(Collected data entries)
****************

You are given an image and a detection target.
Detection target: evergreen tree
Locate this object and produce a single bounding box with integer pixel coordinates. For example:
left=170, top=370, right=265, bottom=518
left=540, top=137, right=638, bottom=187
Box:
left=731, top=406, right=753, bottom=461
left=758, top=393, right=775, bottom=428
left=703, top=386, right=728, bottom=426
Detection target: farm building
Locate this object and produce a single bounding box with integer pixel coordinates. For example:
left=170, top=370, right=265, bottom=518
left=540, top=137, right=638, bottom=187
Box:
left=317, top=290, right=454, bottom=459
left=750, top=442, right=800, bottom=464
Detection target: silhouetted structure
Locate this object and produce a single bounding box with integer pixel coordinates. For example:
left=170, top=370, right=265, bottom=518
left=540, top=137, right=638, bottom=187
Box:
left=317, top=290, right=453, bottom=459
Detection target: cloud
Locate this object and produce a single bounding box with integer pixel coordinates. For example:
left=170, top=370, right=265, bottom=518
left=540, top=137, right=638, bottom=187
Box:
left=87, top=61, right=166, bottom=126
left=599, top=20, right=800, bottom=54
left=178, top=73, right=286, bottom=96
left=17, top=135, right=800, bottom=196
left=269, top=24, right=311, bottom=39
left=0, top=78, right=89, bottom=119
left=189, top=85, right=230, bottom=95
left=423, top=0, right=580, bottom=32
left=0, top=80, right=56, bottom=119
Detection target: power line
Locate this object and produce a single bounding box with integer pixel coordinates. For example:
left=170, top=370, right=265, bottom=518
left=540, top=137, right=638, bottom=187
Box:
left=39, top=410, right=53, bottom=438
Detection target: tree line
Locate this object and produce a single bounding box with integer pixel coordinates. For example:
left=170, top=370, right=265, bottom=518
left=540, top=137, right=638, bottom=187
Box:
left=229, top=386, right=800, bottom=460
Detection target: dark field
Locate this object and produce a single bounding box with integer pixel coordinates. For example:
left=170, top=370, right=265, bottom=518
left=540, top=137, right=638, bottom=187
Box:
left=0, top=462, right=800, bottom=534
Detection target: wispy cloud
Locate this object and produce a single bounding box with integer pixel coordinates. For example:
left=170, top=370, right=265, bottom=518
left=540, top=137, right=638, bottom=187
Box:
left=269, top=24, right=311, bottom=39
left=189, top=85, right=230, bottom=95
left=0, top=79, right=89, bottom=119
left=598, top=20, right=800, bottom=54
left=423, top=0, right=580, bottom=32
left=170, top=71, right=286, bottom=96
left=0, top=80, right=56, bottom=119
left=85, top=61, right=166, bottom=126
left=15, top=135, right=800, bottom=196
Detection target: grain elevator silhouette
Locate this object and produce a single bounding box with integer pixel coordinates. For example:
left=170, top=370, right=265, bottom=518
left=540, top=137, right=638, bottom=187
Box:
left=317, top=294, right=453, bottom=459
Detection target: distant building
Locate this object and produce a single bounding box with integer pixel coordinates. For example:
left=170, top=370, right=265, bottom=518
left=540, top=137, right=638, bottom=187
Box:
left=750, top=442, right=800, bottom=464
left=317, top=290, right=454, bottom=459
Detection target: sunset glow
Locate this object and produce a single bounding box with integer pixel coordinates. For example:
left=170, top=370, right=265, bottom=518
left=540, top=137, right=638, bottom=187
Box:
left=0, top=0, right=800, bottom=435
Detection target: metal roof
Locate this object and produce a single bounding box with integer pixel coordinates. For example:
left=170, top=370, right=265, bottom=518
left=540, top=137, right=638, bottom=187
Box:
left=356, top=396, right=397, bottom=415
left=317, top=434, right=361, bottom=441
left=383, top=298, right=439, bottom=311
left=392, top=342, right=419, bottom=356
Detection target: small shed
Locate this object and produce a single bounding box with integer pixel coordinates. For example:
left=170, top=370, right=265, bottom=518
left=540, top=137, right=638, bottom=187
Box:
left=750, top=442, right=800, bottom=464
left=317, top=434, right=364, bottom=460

****************

Reproduce every one of the rows above word for word, leaving nothing out and changing nothing.

You are given an image and a detection target.
Detection target: evergreen tree
Locate this object and produce a single bounding box with integer pixel coordinates. For example:
left=170, top=370, right=265, bottom=518
left=540, top=137, right=638, bottom=187
Box:
left=731, top=406, right=753, bottom=461
left=758, top=393, right=775, bottom=428
left=703, top=386, right=728, bottom=426
Detection target: farm building
Locate this object and produce a single bounding box with integer pixel coordinates. For example:
left=170, top=370, right=265, bottom=518
left=540, top=137, right=638, bottom=187
Box:
left=317, top=290, right=454, bottom=459
left=750, top=442, right=800, bottom=464
Detection target: silhouetted structure
Locate this object and produce a single bounding box with integer pixel coordinates. For example:
left=170, top=370, right=265, bottom=518
left=540, top=137, right=638, bottom=187
Box:
left=317, top=290, right=453, bottom=459
Detection target: cloud
Locate this object and produce a single bounding box with integer pixel coordinates. For example:
left=170, top=370, right=265, bottom=518
left=540, top=137, right=638, bottom=187
Box:
left=87, top=61, right=166, bottom=126
left=599, top=20, right=800, bottom=54
left=178, top=73, right=286, bottom=96
left=17, top=135, right=800, bottom=196
left=269, top=24, right=311, bottom=39
left=0, top=78, right=89, bottom=119
left=189, top=85, right=230, bottom=95
left=423, top=0, right=580, bottom=32
left=0, top=80, right=56, bottom=119
Detection target: power line
Locate this object and produce a single bounding box with integer pixel coordinates. For example:
left=170, top=370, right=265, bottom=518
left=540, top=137, right=638, bottom=187
Box:
left=39, top=410, right=53, bottom=438
Detection target: tree line
Locate this object and produce a single bounding box with integer pixel coordinates. For example:
left=170, top=370, right=265, bottom=518
left=540, top=137, right=638, bottom=187
Box:
left=229, top=386, right=800, bottom=460
Detection target: dark field
Locate this object and produce a single bounding box with integer pixel coordinates. For example:
left=170, top=370, right=265, bottom=518
left=540, top=137, right=638, bottom=187
Box:
left=0, top=462, right=800, bottom=534
Detection target: wispy cloud
Locate this object and produce a single bounding box with integer pixel coordinates. For example:
left=170, top=370, right=265, bottom=518
left=540, top=137, right=638, bottom=187
Box:
left=269, top=24, right=311, bottom=39
left=189, top=85, right=230, bottom=95
left=0, top=79, right=89, bottom=119
left=598, top=20, right=800, bottom=54
left=423, top=0, right=580, bottom=32
left=170, top=71, right=286, bottom=96
left=0, top=80, right=56, bottom=119
left=85, top=61, right=166, bottom=126
left=15, top=135, right=800, bottom=196
Detection target: grain elevator silhouette
Locate this object and produce a single bounding box with integer pixel coordinates. For example:
left=170, top=370, right=265, bottom=518
left=540, top=137, right=638, bottom=187
Box:
left=317, top=294, right=453, bottom=459
Detection target: distant building
Locate this object and produce a single bounding box with integer pixel coordinates. For example:
left=170, top=370, right=265, bottom=518
left=540, top=137, right=638, bottom=187
Box:
left=750, top=442, right=800, bottom=464
left=317, top=290, right=454, bottom=459
Detection target: sunset glow
Locate this object and produce a single bounding box with integer pixel coordinates. For example:
left=170, top=370, right=265, bottom=518
left=540, top=137, right=638, bottom=187
Box:
left=0, top=0, right=800, bottom=435
Detection target: metal roof
Locate this object and produce a single bounding box with integer pixel coordinates. For example:
left=170, top=370, right=265, bottom=518
left=540, top=137, right=638, bottom=187
Box:
left=356, top=396, right=397, bottom=415
left=317, top=434, right=361, bottom=441
left=383, top=298, right=439, bottom=311
left=392, top=342, right=419, bottom=356
Detection target: small shed
Locate this object and produce a single bounding box with integer pixel coordinates. For example:
left=170, top=370, right=265, bottom=518
left=540, top=137, right=638, bottom=187
Box:
left=750, top=442, right=800, bottom=464
left=317, top=434, right=364, bottom=460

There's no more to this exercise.